→ **PROBLEM TO SOLVE**: Return the entries below verbatim. Pictures stay out.
=====
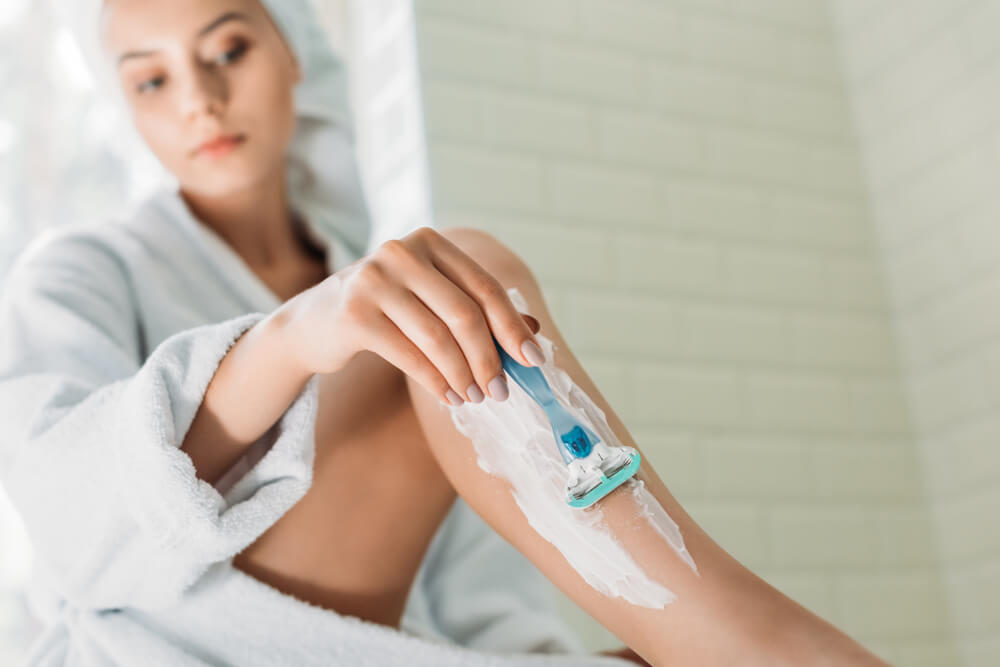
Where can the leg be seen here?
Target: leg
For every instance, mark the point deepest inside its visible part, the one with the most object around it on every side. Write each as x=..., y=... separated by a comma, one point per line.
x=372, y=461
x=724, y=615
=====
→ **WRITTEN SOLUTION**:
Where can the leg be seen here?
Target: leg
For every instance, mark the point deepest inside its visible part, the one with the most object around it on every side. Write each as x=..., y=... separated by a comma, one point per line.
x=372, y=461
x=724, y=615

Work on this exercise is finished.